Supplied passage

----

Figure 2 Particle size (A) and zeta potential (B) of PIC at different C/A ratios (n=3).
The surface charge of particles is an important determinant in particle stability and the electrostatic interaction with cells. Thus, the zeta potentials of PIC at different C/A ratios were measured (Figure 2B). The zeta potentials of PIC show that as the C/A ratio increases, the values of PIC were initially negative, with approximately −15 mV at a C/A ratio of 0.125, and became positively charged particles with a zeta potential of +4.5 mV at a C/A ratio of 8. Interestingly, the value of PIC at a C/A ratio of 2 shows a neutral charge compared with a negative charge at a C/A ratio of 1 (−8 mV). This may be due to the PLA blocks present in PEG–PLA–PEI.33–35 The zeta potential of micelles prepared with PEG (5 kDa)-PLA (6 kDa) was −12.5±3.4 mV. A positive zeta potential of the complexes was more favorable to ensure the uptake of nanoparticles into cells, since a positive surface charge could allow an electrostatic interaction between the negatively charged cellular membranes and the positively charged complexes.
For the potent drug delivery platform, the PIC system with a C/A ratio of 8 and a small particle size, positive zeta potential, and comparatively low CAC value was selected for further studies.
pH sensitivity of PIC
The pH sensitivity of drug delivery systems (DDS) is a significant property for targeting the extracellular pH of cancers and for triggering the drug release from DDS at lower than physiological pH, such as that in endosomes or lysosomes.36,37 In the present study, PIC with a C/A ratio of 8 was studied with respect to particle size and zeta potential in relation to pH-sensitive properties (Figure 3). At pH 8–9, the particle sizes were ~160–130 nm, which were slightly higher than those of PIC at pH 7.4 (126 nm). The slight increase in particle size may result from the decrease in hydrophobicity through the deprotonation of the P(Asp) blocks and protonation of the PEI blocks. The zeta potential at pH 9 is negative values, reflecting the predominant deprotonation of P(Asp) and PEI. At pH 8, the zeta potentials became positive, and the particle sizes of PIC increased due to an increase in the protonation of PEI blocks, which could then associate with the negatively charged P(Asp) blocks. The decreased pH (pH 7–4) due to acidic conditions, compared with physiological pH, induced an increase in particle sizes and positive zeta potentials of PIC. This suggests that the increased particle sizes and positive zeta potentials of PIC may be due to the loosening of particle formation by the lower electrostatic interactions between protonated PEI blocks (positive) and P(Asp) blocks (neutral).

----

Listed entries
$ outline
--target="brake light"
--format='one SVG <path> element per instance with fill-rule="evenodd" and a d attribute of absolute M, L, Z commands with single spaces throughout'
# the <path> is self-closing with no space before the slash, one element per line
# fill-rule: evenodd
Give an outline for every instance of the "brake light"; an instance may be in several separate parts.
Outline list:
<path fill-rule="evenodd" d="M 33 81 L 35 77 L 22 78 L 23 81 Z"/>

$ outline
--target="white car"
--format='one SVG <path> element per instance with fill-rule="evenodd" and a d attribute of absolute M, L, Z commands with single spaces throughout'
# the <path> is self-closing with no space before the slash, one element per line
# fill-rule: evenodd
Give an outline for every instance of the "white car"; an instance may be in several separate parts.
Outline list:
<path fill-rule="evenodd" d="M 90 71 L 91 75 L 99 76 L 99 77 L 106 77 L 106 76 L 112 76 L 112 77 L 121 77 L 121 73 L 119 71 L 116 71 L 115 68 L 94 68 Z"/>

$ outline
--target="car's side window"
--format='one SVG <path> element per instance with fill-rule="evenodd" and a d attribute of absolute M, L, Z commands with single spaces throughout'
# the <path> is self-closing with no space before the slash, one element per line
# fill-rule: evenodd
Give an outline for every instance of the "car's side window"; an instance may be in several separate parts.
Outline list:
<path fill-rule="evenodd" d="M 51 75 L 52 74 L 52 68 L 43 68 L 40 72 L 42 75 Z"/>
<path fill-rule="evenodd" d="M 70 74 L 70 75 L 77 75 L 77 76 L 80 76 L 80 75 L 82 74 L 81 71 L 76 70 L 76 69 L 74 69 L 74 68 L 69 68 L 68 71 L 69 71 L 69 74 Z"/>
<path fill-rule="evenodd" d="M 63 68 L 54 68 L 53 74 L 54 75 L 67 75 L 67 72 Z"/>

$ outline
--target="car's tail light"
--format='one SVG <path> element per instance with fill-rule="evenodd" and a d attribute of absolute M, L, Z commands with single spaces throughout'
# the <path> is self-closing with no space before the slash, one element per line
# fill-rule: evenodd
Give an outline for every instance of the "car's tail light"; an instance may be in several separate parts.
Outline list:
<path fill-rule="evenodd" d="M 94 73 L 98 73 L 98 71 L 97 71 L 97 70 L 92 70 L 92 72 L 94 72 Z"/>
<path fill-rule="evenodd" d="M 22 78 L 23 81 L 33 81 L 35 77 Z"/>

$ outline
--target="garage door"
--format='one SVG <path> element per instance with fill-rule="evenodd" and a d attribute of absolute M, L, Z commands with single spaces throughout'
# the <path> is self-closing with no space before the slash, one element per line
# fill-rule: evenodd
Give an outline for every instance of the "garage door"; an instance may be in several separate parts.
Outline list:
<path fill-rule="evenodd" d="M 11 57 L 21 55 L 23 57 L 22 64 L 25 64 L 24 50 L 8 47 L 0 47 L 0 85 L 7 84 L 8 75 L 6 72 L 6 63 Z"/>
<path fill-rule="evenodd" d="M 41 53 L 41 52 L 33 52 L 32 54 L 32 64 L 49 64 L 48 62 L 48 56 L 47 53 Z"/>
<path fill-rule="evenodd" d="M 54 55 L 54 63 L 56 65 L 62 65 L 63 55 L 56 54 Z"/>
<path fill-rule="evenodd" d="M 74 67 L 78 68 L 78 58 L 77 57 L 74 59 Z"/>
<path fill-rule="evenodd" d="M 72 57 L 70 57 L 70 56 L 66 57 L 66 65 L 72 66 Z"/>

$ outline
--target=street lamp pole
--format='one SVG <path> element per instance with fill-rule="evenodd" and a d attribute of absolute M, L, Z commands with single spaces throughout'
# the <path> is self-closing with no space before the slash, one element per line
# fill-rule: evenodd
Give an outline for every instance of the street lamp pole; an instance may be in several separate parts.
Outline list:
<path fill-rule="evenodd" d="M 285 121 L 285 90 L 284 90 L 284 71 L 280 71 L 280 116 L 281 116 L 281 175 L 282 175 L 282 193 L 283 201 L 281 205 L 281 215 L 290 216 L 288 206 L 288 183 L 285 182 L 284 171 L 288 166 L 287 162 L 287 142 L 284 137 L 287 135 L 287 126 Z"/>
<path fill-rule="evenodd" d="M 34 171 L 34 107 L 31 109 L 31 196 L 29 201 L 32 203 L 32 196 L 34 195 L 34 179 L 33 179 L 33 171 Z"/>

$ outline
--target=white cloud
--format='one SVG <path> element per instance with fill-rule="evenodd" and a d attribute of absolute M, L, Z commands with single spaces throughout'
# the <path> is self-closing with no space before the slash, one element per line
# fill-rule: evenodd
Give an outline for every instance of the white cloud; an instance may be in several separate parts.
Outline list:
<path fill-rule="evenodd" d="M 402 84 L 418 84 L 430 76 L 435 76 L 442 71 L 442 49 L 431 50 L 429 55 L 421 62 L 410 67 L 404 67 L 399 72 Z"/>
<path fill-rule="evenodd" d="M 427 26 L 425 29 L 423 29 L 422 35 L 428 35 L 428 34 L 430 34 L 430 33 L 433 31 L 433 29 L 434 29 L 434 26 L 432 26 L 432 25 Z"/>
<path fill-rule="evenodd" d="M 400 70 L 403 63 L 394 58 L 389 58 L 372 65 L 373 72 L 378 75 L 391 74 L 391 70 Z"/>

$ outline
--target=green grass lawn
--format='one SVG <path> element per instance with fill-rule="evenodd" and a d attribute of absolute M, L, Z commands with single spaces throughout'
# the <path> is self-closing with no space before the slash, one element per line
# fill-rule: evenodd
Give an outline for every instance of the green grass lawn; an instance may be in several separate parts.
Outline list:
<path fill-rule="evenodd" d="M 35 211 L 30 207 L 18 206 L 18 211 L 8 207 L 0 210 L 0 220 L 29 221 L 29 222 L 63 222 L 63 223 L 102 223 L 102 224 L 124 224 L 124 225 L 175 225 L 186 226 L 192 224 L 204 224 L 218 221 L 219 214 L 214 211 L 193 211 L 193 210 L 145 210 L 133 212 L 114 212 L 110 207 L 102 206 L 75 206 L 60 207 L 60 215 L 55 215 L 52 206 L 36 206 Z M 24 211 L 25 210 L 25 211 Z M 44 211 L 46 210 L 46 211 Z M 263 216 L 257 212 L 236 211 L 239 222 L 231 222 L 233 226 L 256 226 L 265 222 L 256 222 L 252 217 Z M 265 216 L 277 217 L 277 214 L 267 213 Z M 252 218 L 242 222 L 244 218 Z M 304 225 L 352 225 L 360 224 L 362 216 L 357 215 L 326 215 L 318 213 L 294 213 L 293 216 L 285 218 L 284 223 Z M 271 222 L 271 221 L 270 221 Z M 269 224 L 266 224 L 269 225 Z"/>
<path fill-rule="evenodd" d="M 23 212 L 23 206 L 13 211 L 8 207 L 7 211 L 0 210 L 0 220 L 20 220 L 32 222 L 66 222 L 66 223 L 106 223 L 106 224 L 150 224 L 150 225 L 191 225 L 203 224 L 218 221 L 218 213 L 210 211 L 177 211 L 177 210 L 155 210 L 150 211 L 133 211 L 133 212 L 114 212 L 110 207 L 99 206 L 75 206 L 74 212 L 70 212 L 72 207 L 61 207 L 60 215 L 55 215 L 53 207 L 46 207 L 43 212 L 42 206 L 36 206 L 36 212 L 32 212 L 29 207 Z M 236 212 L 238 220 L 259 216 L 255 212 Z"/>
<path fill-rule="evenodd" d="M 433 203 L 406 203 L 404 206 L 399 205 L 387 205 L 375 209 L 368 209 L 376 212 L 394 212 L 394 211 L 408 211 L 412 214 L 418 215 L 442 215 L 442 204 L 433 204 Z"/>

----

Task description
Continue the passage on the particle size, zeta potential, and pH sensitivity of PIC from the point where it ends.

Expected answer
Development of a pH-dependent nanomedicine
Based on the results shown earlier, a pH-dependent anticancer nanomedicine was developed using dox as a model drug. Dox was incorporated into the PIC (C/A ratio: 8) using the flat bottom flask method, and the unloaded drug was removed by filtration at 0.45 μm. The loading capacity of PIC for dox was 8.3% and the particle size was ~130 nm, with a narrow size distribution (Figure 4) in the DLS measurement. The size and particle distribution of dox-loaded PIC were smaller and narrower than those of empty PIC, as a result of the formation of a compact core in PIC by the addition of the hydrophobic drug, dox.21 The morphology under FE-SEM investigation revealed regular spherical discrete particles with smooth surfaces, and the particle sizes were relatively similar to the results obtained by the DLS technique. The sizes of dox-loaded PIC did not change for more than a week (data not shown).
The release behavior of drug-loaded PIC with 8.3% drug loading was studied at different pH (Figure 5A). The dox release from PIC at different pH showed a burst effect in the very initial states, which may result from the release of drug located at the surface of PIC.38,39 For the first 4 hours, even though only 20% of the loaded drug was released from PIC at physiological pH and pH 9.0, 40% was released at acidic pH. For 24 hours, the amount and rate of dox release from PIC at pH 7.4 and pH 9.0 were much lower than those at pH 4.0 and pH 6.0. This result demonstrates that the hydrophobic drug was tightly incorporated into the hydrophobic core and was released by simple diffusion at physiological pH. At acidic pH, however, PIC initiates the disintegration of the core composed of PLA blocks and neutralized PEI/P(Asp) complexes by protonation of the charged molecules, resulting in rapid drug release from the loosened core of PIC. These results are consistent with the cell viability study shown in Figure 5B. The pH-sensitive cytotoxicity of dox-loaded PIC against MCF-7 cells was compared at pH 6.0 and pH 7.4. Under acidic conditions, the anticancer activity of PIC against the MCF-7 cells was enhanced compared with that at pH 7.4. The IC50 values of the complex system were 129.7 ng/mL and 239.7 ng/mL at pH 6.0 and pH 7.4, respectively. However, the cellular uptake of dox at the different pHs appeared similar (data not shown). These suggested that the acidic pH condition could trigger the drug release from PIC and the increased dox near MCF-7 cells could enhance the anticancer toxicity.19 These drug release profiles and cell viability support the notion that PIC may be useful for targeting cancer microenvironment-associated pH, and be considered for the triggering of drug release at endosomal/lysosomal pH.
The tumor targeting ability of PIC was evaluated in tumor-bearing nude mice by high-resolution fluorescent imaging using Cy5.5-labeled PIC (Figure 6), revealing that by 24 hours, PIC gradually accumulated at the tumor sites.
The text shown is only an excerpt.